◆ Given records
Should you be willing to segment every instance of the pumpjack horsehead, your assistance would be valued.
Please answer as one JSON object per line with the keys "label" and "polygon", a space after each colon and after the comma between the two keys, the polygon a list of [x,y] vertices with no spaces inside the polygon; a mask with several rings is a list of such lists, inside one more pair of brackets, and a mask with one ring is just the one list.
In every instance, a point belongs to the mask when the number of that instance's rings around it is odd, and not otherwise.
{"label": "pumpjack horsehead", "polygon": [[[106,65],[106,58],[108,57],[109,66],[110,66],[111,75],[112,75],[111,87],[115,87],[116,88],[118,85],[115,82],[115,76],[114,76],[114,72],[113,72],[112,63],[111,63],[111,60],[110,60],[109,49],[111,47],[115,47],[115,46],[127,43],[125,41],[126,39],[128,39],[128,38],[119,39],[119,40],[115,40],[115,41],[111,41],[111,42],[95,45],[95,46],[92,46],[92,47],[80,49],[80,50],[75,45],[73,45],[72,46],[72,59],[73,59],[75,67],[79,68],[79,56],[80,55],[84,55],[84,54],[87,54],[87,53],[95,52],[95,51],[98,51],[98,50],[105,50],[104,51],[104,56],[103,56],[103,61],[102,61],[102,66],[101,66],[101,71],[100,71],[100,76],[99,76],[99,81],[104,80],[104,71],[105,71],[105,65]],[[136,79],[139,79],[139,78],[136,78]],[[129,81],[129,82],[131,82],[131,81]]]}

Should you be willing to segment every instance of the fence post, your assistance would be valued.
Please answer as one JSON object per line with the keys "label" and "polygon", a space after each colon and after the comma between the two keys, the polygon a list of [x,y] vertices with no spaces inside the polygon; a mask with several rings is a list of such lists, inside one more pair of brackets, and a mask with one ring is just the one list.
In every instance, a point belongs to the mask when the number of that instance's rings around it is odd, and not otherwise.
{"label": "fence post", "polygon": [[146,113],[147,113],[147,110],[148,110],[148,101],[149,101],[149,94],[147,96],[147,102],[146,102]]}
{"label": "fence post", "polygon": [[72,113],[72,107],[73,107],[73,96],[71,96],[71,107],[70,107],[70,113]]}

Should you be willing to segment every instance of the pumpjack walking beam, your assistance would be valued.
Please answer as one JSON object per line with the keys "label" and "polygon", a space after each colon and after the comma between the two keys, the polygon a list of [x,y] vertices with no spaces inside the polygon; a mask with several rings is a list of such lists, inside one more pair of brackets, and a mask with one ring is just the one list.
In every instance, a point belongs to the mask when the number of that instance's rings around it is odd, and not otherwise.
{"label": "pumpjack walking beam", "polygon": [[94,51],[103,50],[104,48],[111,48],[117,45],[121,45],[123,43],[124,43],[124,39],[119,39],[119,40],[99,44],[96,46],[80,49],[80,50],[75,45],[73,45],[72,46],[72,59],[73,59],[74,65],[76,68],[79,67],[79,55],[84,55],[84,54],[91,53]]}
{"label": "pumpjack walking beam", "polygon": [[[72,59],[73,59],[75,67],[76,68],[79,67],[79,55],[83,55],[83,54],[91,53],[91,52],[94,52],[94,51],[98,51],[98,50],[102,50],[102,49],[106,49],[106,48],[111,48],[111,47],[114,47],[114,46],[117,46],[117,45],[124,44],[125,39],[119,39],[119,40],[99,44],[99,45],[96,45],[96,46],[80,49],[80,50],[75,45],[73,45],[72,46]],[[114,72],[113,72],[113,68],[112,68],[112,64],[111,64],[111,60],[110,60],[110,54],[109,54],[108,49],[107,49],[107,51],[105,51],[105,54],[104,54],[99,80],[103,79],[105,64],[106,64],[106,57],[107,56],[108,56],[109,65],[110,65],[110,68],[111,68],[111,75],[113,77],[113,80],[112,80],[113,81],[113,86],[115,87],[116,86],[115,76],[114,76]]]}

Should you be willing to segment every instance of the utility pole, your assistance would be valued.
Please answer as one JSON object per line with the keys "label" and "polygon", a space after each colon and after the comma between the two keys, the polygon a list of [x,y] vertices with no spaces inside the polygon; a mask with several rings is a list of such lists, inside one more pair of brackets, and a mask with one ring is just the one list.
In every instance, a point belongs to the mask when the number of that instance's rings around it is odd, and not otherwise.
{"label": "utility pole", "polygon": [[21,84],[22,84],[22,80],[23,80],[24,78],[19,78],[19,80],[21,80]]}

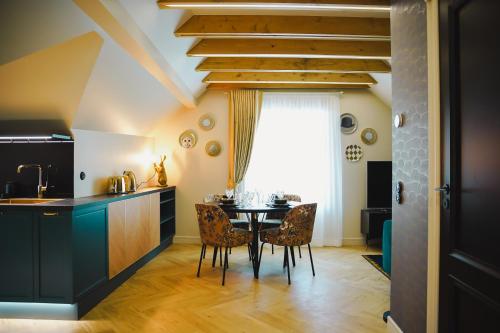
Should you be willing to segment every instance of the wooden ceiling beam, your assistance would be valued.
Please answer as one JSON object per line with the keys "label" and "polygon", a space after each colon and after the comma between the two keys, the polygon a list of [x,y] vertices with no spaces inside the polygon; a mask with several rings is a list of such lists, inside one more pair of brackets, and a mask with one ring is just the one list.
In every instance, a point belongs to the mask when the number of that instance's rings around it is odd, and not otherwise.
{"label": "wooden ceiling beam", "polygon": [[177,37],[363,38],[389,40],[388,18],[194,15],[179,27]]}
{"label": "wooden ceiling beam", "polygon": [[293,83],[211,83],[208,90],[236,89],[368,89],[362,84],[293,84]]}
{"label": "wooden ceiling beam", "polygon": [[390,59],[391,43],[317,39],[202,39],[187,54],[193,57]]}
{"label": "wooden ceiling beam", "polygon": [[158,0],[158,6],[168,8],[240,8],[240,9],[302,9],[352,10],[389,12],[390,0]]}
{"label": "wooden ceiling beam", "polygon": [[201,72],[390,73],[382,60],[302,58],[207,58]]}
{"label": "wooden ceiling beam", "polygon": [[369,74],[350,73],[238,73],[214,72],[208,74],[204,83],[303,83],[303,84],[375,84]]}

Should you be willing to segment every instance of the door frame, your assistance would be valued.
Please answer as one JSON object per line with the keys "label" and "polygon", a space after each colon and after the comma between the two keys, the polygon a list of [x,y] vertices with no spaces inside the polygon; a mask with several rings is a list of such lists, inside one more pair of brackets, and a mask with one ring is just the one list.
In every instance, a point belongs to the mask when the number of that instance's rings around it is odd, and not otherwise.
{"label": "door frame", "polygon": [[441,196],[441,99],[439,67],[439,1],[427,2],[428,80],[428,235],[427,333],[438,332]]}

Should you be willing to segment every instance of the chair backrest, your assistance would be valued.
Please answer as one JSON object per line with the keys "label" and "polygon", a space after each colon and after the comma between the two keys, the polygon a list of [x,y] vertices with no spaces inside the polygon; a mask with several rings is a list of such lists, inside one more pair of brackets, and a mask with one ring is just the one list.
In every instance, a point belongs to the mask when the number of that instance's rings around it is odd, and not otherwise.
{"label": "chair backrest", "polygon": [[[285,194],[283,196],[283,199],[286,199],[288,201],[295,201],[295,202],[301,202],[302,198],[300,195],[297,194]],[[286,213],[283,212],[270,212],[267,213],[266,218],[270,220],[283,220],[285,217]]]}
{"label": "chair backrest", "polygon": [[195,204],[195,207],[202,243],[210,246],[224,244],[226,236],[233,230],[226,213],[215,205]]}
{"label": "chair backrest", "polygon": [[312,240],[317,204],[296,206],[285,215],[280,234],[289,245],[309,244]]}

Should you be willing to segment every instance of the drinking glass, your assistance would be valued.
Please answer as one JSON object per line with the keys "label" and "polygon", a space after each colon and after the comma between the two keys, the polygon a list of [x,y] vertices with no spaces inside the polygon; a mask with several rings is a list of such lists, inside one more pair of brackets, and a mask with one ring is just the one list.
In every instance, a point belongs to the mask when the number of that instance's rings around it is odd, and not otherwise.
{"label": "drinking glass", "polygon": [[233,195],[234,195],[234,189],[227,188],[227,189],[226,189],[226,197],[227,197],[228,199],[231,199],[231,198],[233,197]]}

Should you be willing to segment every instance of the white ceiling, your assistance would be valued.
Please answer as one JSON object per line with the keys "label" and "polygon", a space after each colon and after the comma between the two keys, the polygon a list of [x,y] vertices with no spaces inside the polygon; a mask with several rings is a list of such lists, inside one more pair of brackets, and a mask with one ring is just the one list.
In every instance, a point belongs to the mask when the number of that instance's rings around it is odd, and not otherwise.
{"label": "white ceiling", "polygon": [[[147,4],[144,1],[137,1],[137,3]],[[156,11],[159,13],[158,10]],[[64,116],[72,119],[70,127],[147,135],[149,130],[166,114],[182,108],[177,99],[158,80],[151,76],[73,1],[0,1],[0,44],[2,45],[0,65],[36,55],[36,52],[47,50],[55,45],[65,45],[91,31],[96,31],[102,37],[103,45],[86,84],[75,88],[79,89],[78,91],[72,91],[73,94],[80,96],[78,101],[71,104],[76,104],[75,107],[65,107],[62,110],[64,113],[71,113]],[[182,44],[182,41],[180,42]],[[168,54],[166,56],[169,56],[170,60],[175,58],[179,63],[186,61],[185,55],[180,51],[175,56]],[[184,68],[189,68],[189,73],[194,72],[193,67],[184,65]],[[61,73],[61,68],[54,68],[54,76],[48,75],[47,80],[64,74],[69,84],[71,80],[74,80],[74,72],[79,70],[75,67],[74,71]],[[12,77],[15,78],[15,75]],[[199,81],[198,79],[194,82],[199,86]],[[198,88],[195,87],[195,89]],[[22,93],[17,95],[23,96]],[[54,96],[54,105],[68,105],[66,102],[68,96],[64,93],[54,92],[51,96]],[[43,101],[40,99],[38,104],[35,103],[36,101],[31,103],[29,109],[24,108],[26,110],[21,108],[25,105],[22,98],[9,101],[11,109],[16,109],[16,106],[20,109],[16,111],[15,117],[11,118],[25,119],[26,116],[22,113],[30,116],[36,109],[40,109],[39,118],[52,118],[53,111],[46,111]]]}

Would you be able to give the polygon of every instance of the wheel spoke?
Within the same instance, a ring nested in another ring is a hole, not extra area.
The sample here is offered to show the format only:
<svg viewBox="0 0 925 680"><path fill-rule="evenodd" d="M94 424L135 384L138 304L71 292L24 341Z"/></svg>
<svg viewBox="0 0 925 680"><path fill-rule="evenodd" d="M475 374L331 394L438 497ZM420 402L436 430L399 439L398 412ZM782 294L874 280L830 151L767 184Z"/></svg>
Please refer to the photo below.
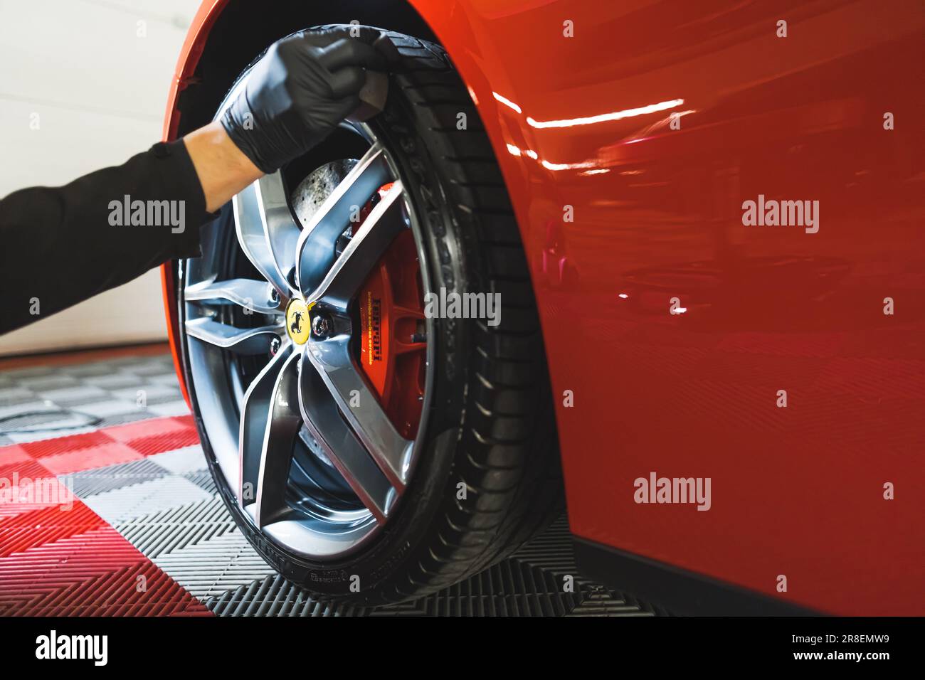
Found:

◆ Exercise aim
Copy the lines from the one with "Would you be" to the one with "424L135 384L138 304L71" exactly, character for character.

◆ Exercise answer
Would you be able to give the polygon of every instance of the wheel spoke?
Within the same instance, a ring nested in another ring is a hole, not extra area.
The sample here is offered to show the format only:
<svg viewBox="0 0 925 680"><path fill-rule="evenodd" d="M94 424L135 384L138 304L71 292L24 341Z"/></svg>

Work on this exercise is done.